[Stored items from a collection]

----

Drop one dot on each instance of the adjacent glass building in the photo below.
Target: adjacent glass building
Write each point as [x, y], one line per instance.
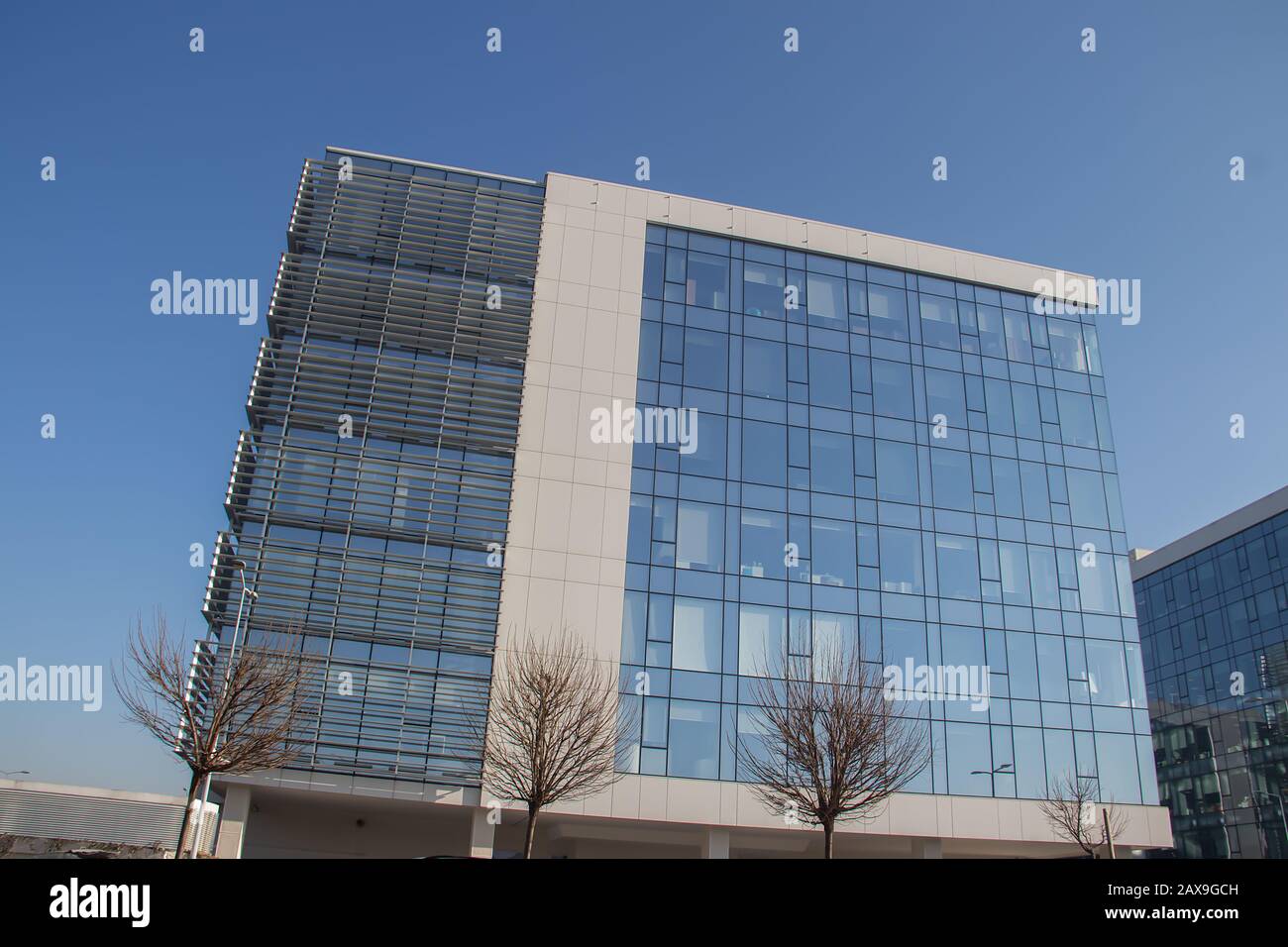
[376, 463]
[936, 459]
[1214, 620]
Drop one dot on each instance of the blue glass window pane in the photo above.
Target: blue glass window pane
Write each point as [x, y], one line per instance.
[695, 740]
[1077, 419]
[958, 567]
[897, 472]
[764, 368]
[951, 476]
[901, 561]
[761, 641]
[706, 360]
[764, 539]
[707, 282]
[892, 389]
[992, 338]
[764, 453]
[1087, 499]
[945, 395]
[939, 322]
[831, 463]
[970, 759]
[829, 379]
[888, 312]
[696, 635]
[825, 298]
[699, 536]
[832, 553]
[763, 290]
[1067, 350]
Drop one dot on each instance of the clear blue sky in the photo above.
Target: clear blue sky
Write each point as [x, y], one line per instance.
[1115, 163]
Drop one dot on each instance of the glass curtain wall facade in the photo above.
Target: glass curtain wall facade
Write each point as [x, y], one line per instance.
[1215, 638]
[376, 466]
[938, 454]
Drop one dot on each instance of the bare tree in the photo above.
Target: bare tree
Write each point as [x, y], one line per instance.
[235, 714]
[832, 748]
[555, 731]
[1070, 809]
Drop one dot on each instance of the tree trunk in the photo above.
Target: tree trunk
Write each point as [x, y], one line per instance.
[529, 835]
[187, 813]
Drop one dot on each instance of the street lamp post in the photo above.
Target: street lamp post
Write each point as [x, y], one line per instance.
[228, 665]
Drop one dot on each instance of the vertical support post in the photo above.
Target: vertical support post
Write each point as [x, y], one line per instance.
[482, 834]
[715, 843]
[232, 822]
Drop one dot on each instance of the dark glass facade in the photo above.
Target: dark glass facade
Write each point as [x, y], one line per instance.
[1215, 638]
[376, 466]
[936, 459]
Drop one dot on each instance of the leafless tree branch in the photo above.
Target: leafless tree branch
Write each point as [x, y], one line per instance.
[555, 729]
[236, 714]
[832, 748]
[1072, 810]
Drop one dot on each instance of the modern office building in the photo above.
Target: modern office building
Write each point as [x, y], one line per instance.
[872, 440]
[1214, 628]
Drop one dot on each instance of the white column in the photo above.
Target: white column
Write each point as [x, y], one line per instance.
[482, 832]
[232, 822]
[927, 848]
[715, 843]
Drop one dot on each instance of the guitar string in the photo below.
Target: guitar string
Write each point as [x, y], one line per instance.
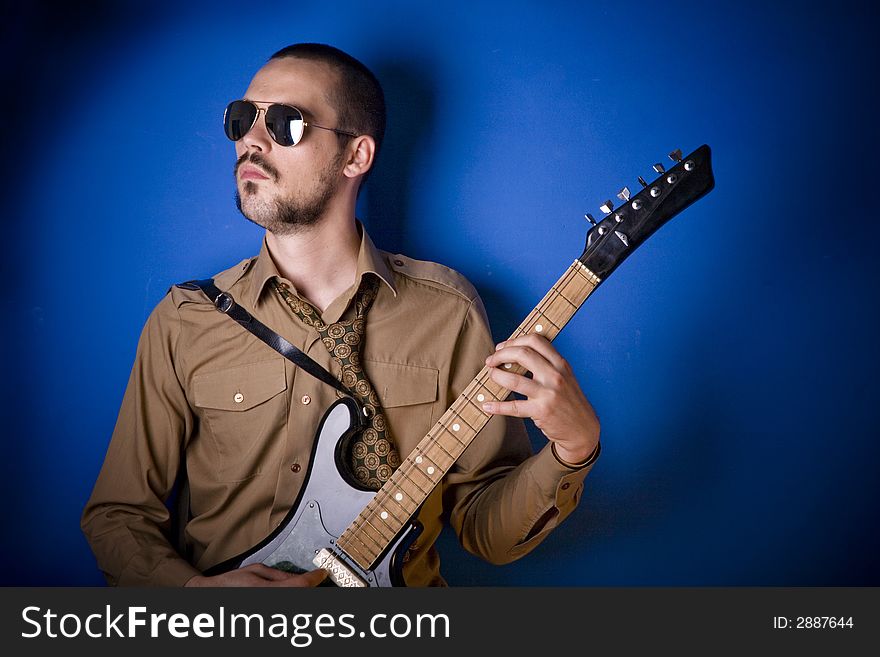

----

* _Short task_
Please reproduce the lines between the one holding "Drop one dot on each instance of the vertical" and the one holding "[1072, 810]", inclusive, with no changes.

* _Answer to this exercise_
Drop one dot on each instance of the vertical support post in the photo above.
Target: vertical support post
Write each point as [x, y], one line per instance.
[482, 834]
[715, 843]
[232, 822]
Drop one dot on each instance of the dark glass facade in the photo above.
Target: dark glass facade
Write each point as [x, y], one line per instance.
[1215, 638]
[376, 466]
[936, 459]
Drop one dot on each instance of the leafless tree branch in the photo above.
Target: leafless tree branch
Write each point as [x, y], one line per instance.
[555, 729]
[236, 714]
[832, 748]
[1072, 810]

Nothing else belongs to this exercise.